→ EXCERPTED PASSAGE:
%%

On my way between Taipei and A’tolan, I take the Taiwan Railway Eastern Line through the Eastern Rift Valley. The trip takes several hours, but luckily there is a place of refreshment: Chishang, where vendors sell boxes on the train platforms. The Chishang Bento Box owes its fame to the quality of the rice grown around Chishang Township, which has one of the purest water sources for irrigation. During the Japanese colonial period (1895-1945), rice from Chishang was one of the Taiwanese products given in tribute to the emperor. Today, the Bento boxes sell on the platform for 60 NT, a good deal for a lunch or dinner if you can get on the platform and back to the train in time

I am fond of the Chishang Bento, but my own love for this product has to do with its place in the Taitung soundscape as well as its taste. Stopping at Chishang or Guanshan on a calm night, the sound of vendors mix with the idling train engines and crickets. Vendors stand on the platform advertising their wares in two syllables, elongating them in a way that resembles steam whistles, no longer a feature of Taiwanese trains but recognizable as part of an iconography of train travel:

Be—–en To————ng! Be——en To——ong!

%%

→ RECORD SET:

%%

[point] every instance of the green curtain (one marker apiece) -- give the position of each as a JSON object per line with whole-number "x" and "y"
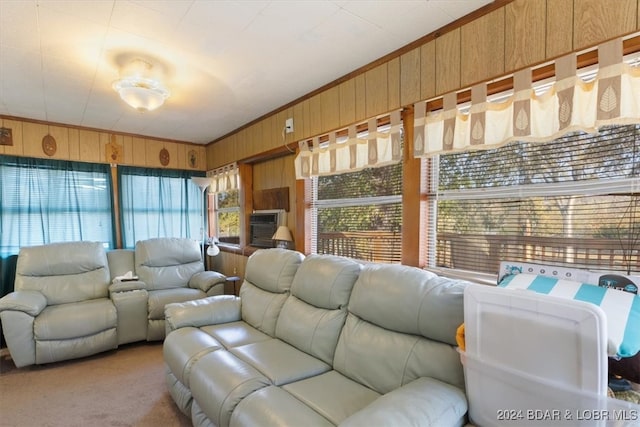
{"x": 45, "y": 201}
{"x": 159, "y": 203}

%%
%%

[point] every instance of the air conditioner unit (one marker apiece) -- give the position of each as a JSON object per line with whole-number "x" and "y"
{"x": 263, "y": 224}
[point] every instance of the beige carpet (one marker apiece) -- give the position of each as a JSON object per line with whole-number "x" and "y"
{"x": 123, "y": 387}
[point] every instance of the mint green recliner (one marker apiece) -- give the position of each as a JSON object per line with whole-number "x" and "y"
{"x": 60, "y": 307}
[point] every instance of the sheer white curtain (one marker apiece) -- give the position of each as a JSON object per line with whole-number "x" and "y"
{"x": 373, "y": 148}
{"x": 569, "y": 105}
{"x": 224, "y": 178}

%%
%%

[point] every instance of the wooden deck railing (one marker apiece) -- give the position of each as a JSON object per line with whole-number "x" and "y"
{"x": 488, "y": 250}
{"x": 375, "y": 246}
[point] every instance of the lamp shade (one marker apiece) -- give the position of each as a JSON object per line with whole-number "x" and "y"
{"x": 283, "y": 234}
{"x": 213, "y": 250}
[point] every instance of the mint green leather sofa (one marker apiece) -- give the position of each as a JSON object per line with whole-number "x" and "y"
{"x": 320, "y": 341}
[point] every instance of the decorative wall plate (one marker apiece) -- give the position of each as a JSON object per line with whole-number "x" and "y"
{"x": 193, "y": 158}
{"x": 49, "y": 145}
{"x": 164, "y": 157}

%%

→ WRITTEN TASKS:
A: In the Chishang passage, what do the Bento boxes cost on the platform today?
B: Sum up the Chishang passage in two sentences.
Work only from the Chishang passage.

→ SOLUTION LIST:
A: They sell for 60 NT.

B: On the Taiwan Railway Eastern Line through the Eastern Rift Valley, vendors sell the Chishang Bento Box on the platforms at Chishang. The box is famous for the rice grown around Chishang Township, and the writer loves it for its taste and also for the vendors' two-syllable calls, which resemble steam whistles and mix with the idling engines and crickets on calm nights.